● Brief:
Produce an exact transcription of the listing below, omitting the pictures.

### Input ###

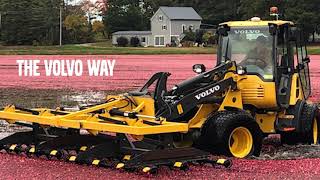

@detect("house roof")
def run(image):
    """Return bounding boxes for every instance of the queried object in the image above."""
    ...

[160,6,202,20]
[112,31,152,35]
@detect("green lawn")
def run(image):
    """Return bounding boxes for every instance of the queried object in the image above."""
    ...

[0,42,320,55]
[0,43,216,55]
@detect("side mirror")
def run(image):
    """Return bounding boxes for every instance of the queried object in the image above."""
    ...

[192,64,206,74]
[237,66,247,75]
[289,27,299,41]
[268,23,277,35]
[216,25,230,36]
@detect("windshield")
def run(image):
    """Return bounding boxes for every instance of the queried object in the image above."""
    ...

[219,26,273,79]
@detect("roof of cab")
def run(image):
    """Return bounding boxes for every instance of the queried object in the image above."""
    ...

[219,20,294,27]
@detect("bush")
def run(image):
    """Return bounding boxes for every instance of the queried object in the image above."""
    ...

[195,29,205,44]
[202,32,217,45]
[182,31,196,42]
[117,36,129,47]
[130,37,140,47]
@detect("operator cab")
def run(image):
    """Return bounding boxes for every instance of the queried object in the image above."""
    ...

[218,21,274,81]
[217,13,311,108]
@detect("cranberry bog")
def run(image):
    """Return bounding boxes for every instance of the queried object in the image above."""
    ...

[0,55,320,179]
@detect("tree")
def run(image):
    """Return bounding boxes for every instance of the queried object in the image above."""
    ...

[64,15,90,43]
[117,36,129,47]
[92,21,107,38]
[0,0,60,44]
[130,37,140,47]
[103,0,150,34]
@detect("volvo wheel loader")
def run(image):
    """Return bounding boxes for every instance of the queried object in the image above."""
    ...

[0,13,319,172]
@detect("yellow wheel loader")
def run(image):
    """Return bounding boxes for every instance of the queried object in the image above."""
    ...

[0,14,319,172]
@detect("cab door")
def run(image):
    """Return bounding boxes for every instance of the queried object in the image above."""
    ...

[296,31,311,99]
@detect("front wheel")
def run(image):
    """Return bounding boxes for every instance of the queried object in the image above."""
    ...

[198,110,263,158]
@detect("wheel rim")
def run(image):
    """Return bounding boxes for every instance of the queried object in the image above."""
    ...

[312,118,318,144]
[229,127,253,158]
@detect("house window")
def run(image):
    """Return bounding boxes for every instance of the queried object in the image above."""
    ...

[162,24,167,30]
[159,15,163,21]
[182,24,187,33]
[189,24,194,31]
[154,36,164,46]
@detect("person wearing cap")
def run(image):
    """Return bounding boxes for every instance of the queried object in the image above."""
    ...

###

● Finished answer:
@detect("house roof")
def run(image):
    """Return bounding boxes for every instance of the queried object in the image above."""
    ...

[160,6,202,20]
[112,31,152,35]
@detect("green lawn")
def run(image):
    """Return bounding boxes for every instance of the queried object in the image above."""
    ...

[0,42,320,55]
[0,43,216,55]
@detect("side mirror")
def run(image):
    """Return bounding boxes for every instance of the queried object in the image above."""
    ...

[192,64,206,74]
[237,66,247,75]
[289,27,299,41]
[268,23,277,35]
[216,25,230,36]
@detect("windshield")
def run(image):
    """Return bounding boxes for every instance of the queried object in the image above."""
    ...

[219,26,273,79]
@detect("roof of cab")
def run(image):
    """Return bounding boxes for every instance of the queried object in the image above."""
    ...

[219,20,294,27]
@detect("bush")
def run(image):
    """Return bounding boxes for every instance of the queried object in the image above."""
    ...

[195,29,205,44]
[202,32,217,45]
[182,31,196,42]
[117,36,129,47]
[130,37,140,47]
@detect("operator cab")
def run(image):
    """Return bounding boxes for every instance of the queried object in the image above."""
    ...

[218,21,274,81]
[217,13,311,108]
@detect("cranberry bog")
def run(image):
    """Return bounding boxes for every instance of the queried object in the image above."""
    ...

[0,55,320,179]
@detect("tree")
def run(image):
    """Return bounding boxes for every instance of the queried object in the image above."""
    ...

[64,15,90,43]
[117,36,129,47]
[92,21,107,38]
[0,0,60,44]
[130,37,140,47]
[103,0,150,34]
@detect("volvo wheel loader")
def run(image):
    """Return bounding boxes for every instance of the queried object in the image above."""
    ...

[0,13,319,172]
@detect("yellow wheel loader")
def run(image):
    """Return bounding boxes for every instance of the queried object in the image above."""
    ...

[0,14,319,172]
@detect("cab door")
def run(image):
    """Return bounding boxes for every instance of the queried object in the image above."""
    ...

[296,31,311,99]
@detect("front wheel")
def run(image):
    """Return bounding boxes for every instance of the queried object in the image above."""
    ...

[198,110,263,158]
@detect("wheel rim")
def run(image):
    """Return bounding boxes for every instance of the queried object in the image above."""
    ...

[312,118,318,144]
[229,127,253,158]
@detect("house window")
def run(image):
    """Return bounding boxes for every instance of the queried object in the image above."""
    ...

[162,24,167,30]
[159,15,163,21]
[182,24,187,33]
[189,24,194,31]
[154,36,164,46]
@detect("person wearing cap")
def run(image):
    """Return bounding boxes for every instance of the queried object in the image above."""
    ...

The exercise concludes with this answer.